* What you should do:
Wherever a line of the listing holds the string "below", copy that line.

--*--

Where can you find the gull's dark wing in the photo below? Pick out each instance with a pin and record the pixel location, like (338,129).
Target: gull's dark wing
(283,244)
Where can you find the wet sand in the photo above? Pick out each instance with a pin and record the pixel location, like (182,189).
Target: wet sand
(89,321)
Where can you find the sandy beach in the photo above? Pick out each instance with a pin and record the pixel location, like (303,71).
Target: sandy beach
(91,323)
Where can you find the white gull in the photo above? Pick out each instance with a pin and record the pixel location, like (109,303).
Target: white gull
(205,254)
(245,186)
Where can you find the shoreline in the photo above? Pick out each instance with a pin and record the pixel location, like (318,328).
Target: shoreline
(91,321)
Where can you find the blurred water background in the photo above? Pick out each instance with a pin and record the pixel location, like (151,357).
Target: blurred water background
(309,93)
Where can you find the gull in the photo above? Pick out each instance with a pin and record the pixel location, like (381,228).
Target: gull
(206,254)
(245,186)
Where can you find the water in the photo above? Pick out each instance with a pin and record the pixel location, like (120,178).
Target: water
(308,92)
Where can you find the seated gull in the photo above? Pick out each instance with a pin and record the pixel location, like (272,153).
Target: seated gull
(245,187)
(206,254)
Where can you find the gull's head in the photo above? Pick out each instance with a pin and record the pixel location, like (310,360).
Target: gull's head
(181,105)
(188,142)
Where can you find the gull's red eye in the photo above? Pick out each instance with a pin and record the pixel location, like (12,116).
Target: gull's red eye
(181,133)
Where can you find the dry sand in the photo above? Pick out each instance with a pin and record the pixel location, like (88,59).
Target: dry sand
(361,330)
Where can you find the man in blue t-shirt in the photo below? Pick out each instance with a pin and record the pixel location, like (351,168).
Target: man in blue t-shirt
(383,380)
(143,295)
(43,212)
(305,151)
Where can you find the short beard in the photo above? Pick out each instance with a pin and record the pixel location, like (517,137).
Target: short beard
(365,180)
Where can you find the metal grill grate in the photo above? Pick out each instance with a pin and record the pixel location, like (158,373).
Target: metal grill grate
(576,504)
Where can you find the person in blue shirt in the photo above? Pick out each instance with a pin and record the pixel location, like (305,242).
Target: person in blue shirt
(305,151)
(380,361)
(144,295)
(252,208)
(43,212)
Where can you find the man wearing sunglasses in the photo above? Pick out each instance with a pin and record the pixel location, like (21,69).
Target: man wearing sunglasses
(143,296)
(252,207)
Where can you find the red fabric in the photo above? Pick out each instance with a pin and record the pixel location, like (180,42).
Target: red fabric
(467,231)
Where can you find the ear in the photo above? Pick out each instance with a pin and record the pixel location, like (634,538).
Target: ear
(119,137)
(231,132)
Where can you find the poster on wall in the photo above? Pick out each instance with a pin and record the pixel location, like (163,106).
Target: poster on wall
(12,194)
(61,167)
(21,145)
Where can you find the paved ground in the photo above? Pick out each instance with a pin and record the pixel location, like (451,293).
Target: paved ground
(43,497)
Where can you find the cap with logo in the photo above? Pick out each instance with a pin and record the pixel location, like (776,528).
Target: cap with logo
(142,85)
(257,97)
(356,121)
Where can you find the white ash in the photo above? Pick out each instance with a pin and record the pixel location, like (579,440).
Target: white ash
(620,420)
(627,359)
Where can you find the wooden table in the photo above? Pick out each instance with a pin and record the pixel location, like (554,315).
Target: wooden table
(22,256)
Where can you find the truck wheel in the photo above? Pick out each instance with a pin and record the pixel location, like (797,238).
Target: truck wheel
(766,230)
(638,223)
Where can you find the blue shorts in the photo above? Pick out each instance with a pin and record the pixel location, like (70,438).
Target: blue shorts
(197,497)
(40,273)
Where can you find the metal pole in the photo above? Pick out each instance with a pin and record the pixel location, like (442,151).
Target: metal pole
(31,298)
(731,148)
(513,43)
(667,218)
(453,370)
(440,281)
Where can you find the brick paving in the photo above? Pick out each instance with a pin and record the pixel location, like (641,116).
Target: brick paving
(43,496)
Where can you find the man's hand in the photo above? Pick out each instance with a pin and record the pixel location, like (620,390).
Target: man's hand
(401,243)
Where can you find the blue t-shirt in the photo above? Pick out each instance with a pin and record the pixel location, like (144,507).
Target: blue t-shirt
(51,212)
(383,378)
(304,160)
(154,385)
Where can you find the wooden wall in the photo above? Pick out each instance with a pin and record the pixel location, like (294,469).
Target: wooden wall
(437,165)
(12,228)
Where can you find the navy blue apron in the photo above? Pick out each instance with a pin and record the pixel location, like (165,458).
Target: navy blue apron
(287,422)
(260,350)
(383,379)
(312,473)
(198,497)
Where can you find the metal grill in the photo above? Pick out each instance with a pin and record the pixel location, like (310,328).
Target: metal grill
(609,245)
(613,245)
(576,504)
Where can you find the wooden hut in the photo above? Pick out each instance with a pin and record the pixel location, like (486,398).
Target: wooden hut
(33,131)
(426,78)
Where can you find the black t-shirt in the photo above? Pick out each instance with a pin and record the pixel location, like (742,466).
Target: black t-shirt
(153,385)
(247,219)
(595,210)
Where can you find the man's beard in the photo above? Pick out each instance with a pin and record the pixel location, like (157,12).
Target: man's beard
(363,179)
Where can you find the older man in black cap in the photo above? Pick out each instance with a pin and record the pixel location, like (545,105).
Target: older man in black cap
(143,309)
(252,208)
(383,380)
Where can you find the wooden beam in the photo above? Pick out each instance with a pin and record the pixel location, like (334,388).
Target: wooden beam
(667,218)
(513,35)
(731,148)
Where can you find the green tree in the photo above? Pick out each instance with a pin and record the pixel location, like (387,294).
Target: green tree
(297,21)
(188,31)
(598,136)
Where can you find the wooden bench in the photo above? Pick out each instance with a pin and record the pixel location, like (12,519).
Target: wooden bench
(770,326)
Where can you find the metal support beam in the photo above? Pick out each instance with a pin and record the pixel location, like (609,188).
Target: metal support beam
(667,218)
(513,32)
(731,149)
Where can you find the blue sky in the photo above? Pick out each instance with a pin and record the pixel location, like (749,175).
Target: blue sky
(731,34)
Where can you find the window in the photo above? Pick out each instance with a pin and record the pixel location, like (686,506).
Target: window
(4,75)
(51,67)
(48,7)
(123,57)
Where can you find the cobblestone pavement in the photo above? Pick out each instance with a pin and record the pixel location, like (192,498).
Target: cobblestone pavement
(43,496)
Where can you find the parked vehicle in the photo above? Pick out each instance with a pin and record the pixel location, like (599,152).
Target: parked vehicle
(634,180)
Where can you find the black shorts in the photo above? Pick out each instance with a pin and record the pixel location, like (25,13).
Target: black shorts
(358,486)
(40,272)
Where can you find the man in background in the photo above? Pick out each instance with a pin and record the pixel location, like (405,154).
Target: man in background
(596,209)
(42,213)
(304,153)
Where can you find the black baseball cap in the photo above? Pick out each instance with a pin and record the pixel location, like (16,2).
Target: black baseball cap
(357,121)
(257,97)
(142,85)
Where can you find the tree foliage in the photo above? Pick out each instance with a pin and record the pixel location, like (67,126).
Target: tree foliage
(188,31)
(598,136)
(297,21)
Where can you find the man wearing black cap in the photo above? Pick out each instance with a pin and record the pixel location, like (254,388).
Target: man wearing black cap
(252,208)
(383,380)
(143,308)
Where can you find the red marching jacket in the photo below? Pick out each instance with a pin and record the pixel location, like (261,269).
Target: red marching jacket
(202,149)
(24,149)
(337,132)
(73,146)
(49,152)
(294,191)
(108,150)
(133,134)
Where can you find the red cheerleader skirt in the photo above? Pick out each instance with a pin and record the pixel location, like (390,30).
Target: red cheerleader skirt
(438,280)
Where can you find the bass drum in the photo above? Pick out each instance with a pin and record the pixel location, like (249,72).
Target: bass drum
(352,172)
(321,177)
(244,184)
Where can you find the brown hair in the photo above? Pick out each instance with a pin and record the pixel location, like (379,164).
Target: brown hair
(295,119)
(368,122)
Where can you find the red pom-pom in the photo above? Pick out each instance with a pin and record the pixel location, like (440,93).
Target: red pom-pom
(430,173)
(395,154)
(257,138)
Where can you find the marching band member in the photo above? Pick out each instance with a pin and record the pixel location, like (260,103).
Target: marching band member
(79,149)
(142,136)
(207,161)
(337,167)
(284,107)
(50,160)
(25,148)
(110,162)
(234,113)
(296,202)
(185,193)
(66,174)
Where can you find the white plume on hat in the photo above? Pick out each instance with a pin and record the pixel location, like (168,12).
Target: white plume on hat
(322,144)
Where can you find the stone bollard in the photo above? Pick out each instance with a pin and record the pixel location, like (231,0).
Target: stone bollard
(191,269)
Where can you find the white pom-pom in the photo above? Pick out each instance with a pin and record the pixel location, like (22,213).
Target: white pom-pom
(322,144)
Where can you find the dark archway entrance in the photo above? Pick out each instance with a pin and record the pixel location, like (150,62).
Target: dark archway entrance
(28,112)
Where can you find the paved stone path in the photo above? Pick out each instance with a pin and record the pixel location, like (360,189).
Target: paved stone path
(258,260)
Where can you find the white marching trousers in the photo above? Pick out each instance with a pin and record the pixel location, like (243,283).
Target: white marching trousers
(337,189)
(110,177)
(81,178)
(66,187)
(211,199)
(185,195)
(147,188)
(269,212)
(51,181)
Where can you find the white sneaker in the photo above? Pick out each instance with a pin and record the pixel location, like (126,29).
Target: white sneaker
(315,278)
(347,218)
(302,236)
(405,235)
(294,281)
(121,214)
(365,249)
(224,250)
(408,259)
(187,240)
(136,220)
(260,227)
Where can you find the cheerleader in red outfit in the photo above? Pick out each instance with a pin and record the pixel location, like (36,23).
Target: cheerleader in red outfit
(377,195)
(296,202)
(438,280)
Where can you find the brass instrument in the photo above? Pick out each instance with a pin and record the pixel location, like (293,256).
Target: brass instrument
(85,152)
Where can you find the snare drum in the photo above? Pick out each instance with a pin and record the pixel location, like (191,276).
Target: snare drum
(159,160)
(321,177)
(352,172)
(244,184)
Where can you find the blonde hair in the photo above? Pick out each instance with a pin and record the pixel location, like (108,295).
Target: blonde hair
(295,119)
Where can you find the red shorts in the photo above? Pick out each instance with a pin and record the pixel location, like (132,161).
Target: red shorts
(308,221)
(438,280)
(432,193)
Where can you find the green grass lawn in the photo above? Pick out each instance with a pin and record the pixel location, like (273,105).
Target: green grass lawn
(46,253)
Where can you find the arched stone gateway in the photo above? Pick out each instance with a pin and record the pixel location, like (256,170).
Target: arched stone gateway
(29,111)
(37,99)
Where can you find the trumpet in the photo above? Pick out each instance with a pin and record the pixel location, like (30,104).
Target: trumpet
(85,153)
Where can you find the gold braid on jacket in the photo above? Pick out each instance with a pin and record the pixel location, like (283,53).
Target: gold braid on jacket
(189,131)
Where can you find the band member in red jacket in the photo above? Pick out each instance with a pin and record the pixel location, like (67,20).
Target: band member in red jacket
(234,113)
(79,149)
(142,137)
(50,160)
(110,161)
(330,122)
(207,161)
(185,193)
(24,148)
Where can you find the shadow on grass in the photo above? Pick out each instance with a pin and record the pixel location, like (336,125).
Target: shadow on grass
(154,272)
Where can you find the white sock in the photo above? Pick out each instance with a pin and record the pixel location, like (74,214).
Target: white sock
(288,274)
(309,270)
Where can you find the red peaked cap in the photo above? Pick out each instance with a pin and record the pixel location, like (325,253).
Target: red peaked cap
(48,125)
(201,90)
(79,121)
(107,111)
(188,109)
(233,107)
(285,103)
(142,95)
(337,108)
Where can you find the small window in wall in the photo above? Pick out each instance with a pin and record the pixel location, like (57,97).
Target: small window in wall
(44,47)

--*--

* Exercise answer:
Where can you find the gull's dark wing in the photo below? Pick out each instance with a pin and record the pixel location, like (338,129).
Where can you find the man in blue t-shirt in the photo below? Pick out each instance with a pin and record the pixel location, like (351,168).
Where can you find the red marching jacket in the photo below? Pick out each instance with a pin and record the pixel location, like (261,269).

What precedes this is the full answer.